● Given task: Reproduce the rows below verbatim, beginning with the line that contains "written like (857,253)." and continuing through the final line of the rows.

● Supplied records:
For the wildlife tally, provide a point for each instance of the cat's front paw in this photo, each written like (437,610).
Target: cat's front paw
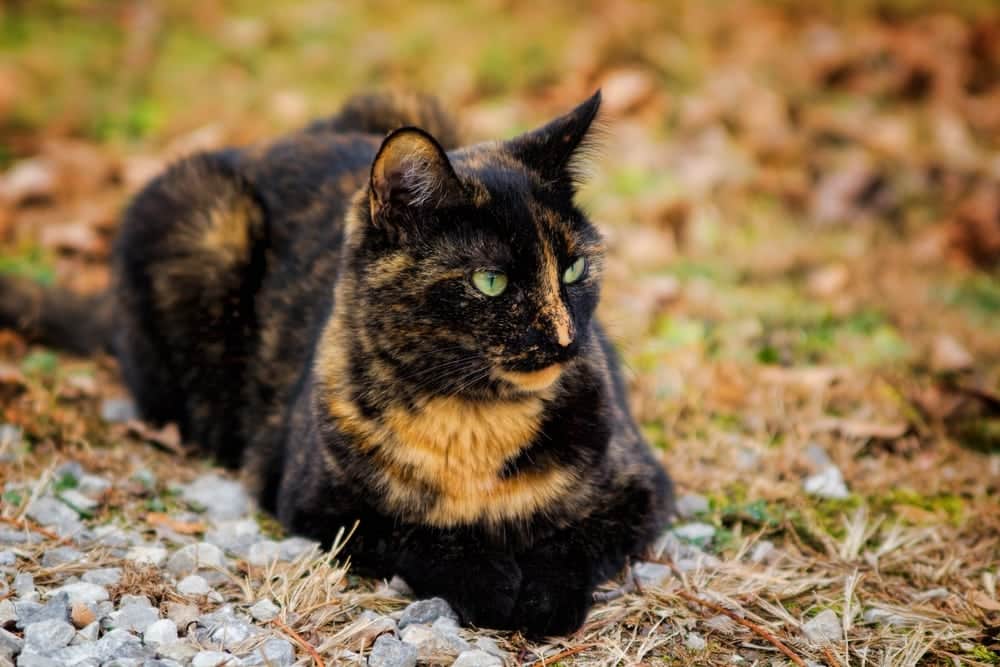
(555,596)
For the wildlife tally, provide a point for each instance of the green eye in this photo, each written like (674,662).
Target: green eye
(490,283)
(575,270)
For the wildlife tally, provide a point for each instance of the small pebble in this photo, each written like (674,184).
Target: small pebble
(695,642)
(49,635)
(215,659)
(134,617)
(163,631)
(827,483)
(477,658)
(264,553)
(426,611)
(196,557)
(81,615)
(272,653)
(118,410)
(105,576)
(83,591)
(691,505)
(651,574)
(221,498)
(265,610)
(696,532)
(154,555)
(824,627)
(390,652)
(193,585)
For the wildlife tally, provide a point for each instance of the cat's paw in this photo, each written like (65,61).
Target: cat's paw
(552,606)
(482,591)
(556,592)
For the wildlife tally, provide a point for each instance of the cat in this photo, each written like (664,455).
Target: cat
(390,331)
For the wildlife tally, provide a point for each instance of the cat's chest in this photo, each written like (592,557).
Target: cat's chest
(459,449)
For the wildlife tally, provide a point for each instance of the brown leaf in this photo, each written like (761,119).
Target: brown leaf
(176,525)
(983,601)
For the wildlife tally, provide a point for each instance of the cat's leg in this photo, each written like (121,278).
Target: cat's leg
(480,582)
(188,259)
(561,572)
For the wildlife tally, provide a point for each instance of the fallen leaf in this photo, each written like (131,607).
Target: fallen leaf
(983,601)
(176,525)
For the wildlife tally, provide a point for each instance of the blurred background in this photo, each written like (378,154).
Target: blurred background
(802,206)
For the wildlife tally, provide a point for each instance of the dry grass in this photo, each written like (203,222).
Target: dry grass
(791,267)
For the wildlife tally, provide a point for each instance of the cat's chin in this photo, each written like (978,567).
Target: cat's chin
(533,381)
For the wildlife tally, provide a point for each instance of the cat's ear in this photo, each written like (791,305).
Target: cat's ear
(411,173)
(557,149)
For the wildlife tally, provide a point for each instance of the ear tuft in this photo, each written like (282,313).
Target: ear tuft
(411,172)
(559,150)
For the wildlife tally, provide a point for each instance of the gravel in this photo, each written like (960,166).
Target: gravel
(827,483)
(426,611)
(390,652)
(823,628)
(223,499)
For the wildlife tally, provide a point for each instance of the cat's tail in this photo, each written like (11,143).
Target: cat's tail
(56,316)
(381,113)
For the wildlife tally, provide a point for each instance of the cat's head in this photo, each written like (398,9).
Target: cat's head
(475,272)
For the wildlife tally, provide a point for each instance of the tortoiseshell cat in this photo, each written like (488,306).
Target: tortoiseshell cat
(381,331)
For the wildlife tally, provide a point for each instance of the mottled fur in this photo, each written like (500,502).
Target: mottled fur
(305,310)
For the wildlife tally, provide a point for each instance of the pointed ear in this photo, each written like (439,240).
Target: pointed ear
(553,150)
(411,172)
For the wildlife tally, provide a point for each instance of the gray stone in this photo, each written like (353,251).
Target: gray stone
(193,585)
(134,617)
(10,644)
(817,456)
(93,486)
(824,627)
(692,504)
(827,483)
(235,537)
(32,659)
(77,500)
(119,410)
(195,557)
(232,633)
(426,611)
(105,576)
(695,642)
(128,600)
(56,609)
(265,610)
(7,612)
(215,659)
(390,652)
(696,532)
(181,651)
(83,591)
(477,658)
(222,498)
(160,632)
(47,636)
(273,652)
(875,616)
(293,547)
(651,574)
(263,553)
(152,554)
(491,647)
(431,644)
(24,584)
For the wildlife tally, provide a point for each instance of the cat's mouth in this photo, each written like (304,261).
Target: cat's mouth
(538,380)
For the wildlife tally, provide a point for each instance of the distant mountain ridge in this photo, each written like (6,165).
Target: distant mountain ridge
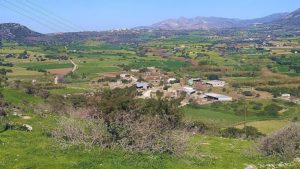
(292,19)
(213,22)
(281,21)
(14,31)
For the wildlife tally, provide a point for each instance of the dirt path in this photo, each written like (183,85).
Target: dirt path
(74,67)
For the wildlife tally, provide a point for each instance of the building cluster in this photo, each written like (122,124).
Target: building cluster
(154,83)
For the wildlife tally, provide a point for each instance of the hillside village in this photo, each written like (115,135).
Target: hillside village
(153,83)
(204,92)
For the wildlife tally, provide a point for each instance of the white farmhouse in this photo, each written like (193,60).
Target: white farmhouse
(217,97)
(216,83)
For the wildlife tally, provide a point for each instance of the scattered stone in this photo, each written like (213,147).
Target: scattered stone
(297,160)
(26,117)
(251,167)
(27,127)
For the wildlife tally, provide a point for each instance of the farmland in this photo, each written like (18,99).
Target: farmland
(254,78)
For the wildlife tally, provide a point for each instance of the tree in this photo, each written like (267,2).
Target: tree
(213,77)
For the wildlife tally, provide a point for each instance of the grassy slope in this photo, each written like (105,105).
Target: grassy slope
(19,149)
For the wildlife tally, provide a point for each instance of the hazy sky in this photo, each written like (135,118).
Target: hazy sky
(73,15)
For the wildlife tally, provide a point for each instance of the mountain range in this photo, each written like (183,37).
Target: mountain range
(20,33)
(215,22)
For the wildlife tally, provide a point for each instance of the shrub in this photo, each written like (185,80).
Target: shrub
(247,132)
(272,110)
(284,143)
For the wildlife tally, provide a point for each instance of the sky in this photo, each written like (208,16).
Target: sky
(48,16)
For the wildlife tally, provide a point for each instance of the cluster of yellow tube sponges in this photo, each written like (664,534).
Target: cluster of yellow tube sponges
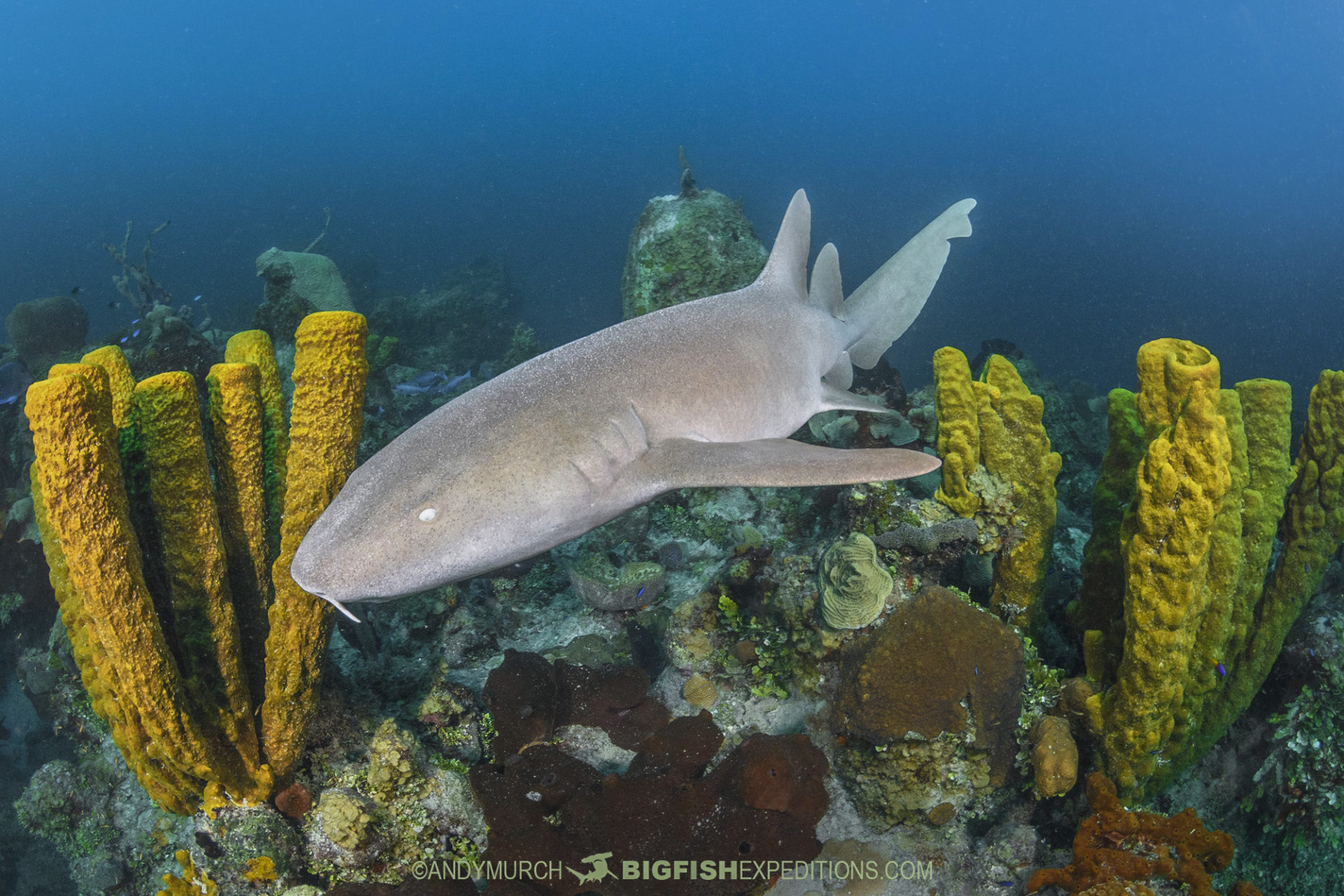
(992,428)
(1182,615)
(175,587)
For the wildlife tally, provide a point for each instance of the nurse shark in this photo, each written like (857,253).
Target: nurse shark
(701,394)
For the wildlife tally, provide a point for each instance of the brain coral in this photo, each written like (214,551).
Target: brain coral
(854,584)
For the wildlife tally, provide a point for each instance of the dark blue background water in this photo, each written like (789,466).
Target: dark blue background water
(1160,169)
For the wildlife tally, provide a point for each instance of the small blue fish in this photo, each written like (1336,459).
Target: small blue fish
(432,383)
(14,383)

● Solution for this task:
For the wildlife tally, provide a point for each instance of the nurse shark in this photo, each written like (857,253).
Target: nurse shark
(701,394)
For the wildlife tally, provide a point for each instance of the brain coral in this photo, each written like (214,551).
Target: brain coral
(854,584)
For the wildlife tally, provide a point for each instance of the dark blue background water in this photo, each written like (789,466).
Target: dark blue background water
(1160,169)
For the wildlife tally, provide a point for each instance of the small blue fish in this photo, each written like (1336,459).
Target: small blue fish
(432,383)
(14,383)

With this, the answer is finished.